(Phrase grounding data)
────────────────

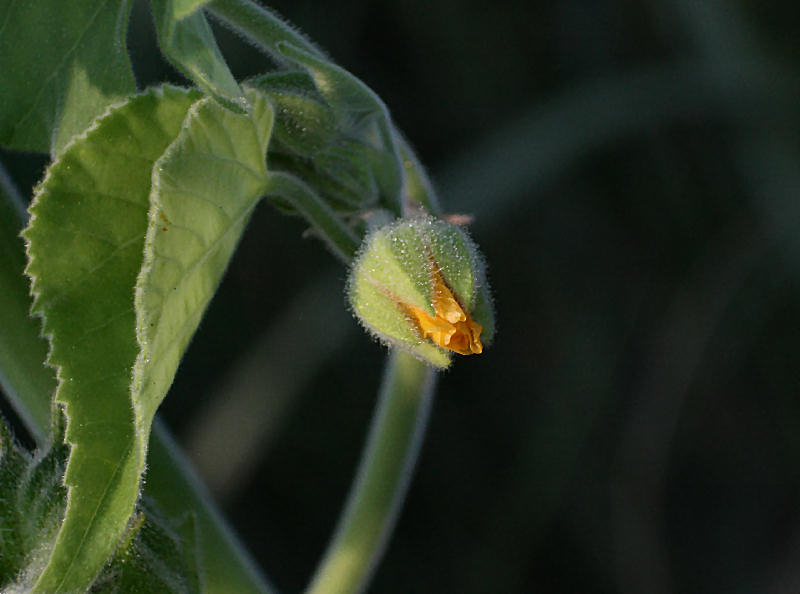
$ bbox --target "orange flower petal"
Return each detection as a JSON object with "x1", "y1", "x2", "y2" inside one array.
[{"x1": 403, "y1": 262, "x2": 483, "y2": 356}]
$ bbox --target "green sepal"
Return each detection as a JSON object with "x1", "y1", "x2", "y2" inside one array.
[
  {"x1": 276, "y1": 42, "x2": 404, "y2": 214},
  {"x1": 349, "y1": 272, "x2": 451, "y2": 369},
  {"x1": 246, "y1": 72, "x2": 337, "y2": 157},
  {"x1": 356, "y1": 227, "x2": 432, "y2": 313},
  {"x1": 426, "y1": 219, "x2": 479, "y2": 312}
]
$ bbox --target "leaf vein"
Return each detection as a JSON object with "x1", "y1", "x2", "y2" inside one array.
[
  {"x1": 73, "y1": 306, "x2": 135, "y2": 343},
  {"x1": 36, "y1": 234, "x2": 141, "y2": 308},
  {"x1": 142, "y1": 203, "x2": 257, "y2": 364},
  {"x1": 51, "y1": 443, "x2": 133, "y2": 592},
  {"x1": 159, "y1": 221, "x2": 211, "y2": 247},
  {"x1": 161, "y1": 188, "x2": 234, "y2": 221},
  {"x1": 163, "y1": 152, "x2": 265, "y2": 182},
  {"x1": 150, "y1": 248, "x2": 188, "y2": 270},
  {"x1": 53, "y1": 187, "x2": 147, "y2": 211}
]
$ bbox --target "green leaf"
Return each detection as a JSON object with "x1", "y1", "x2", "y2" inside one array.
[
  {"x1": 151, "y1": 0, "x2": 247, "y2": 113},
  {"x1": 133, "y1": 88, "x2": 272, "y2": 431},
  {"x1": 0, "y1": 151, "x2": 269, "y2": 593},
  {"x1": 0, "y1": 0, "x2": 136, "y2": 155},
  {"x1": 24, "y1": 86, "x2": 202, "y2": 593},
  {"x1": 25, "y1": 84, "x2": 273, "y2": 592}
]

────────────────

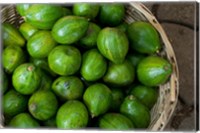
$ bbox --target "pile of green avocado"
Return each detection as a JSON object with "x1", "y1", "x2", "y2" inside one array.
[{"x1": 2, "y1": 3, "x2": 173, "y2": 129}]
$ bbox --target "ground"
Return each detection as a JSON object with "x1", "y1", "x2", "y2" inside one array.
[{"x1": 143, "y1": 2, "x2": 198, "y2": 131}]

────────────────

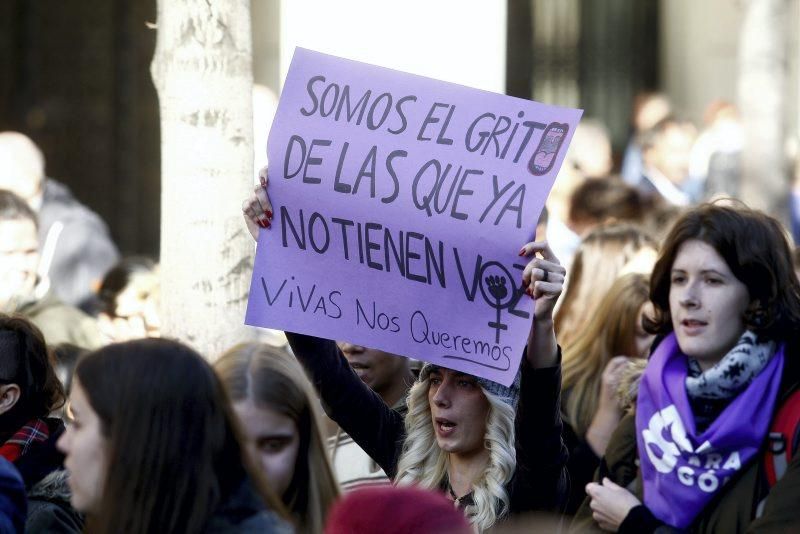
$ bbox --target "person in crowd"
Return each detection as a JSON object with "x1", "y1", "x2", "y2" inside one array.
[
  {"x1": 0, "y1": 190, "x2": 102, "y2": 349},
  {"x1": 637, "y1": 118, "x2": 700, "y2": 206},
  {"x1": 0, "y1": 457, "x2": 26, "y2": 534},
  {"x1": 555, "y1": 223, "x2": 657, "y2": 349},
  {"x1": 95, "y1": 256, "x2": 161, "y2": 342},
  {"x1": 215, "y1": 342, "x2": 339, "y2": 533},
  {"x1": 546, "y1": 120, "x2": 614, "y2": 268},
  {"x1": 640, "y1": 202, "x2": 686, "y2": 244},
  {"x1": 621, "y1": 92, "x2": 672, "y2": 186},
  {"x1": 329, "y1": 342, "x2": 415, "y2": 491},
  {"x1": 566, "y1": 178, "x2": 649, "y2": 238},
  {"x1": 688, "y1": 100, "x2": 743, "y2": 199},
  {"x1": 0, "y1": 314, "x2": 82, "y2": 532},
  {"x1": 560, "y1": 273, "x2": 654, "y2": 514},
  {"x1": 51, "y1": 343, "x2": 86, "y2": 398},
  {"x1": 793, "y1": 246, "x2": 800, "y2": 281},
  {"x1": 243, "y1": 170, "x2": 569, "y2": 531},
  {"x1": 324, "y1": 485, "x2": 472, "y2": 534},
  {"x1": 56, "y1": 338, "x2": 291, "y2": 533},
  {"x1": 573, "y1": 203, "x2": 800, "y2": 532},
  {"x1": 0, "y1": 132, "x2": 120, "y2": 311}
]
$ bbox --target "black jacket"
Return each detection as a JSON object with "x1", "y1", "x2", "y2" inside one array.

────────────────

Report back each line of the entries that holds the string "target".

$ bbox --target "orange flower petal"
$ bbox --target "green sepal"
$ bbox --target "leaf vein"
$ bbox --target "green leaf"
$ bbox --target "pile of green avocado"
$ bbox --target "ground"
$ bbox --target "person in crowd"
$ bbox --target "black jacket"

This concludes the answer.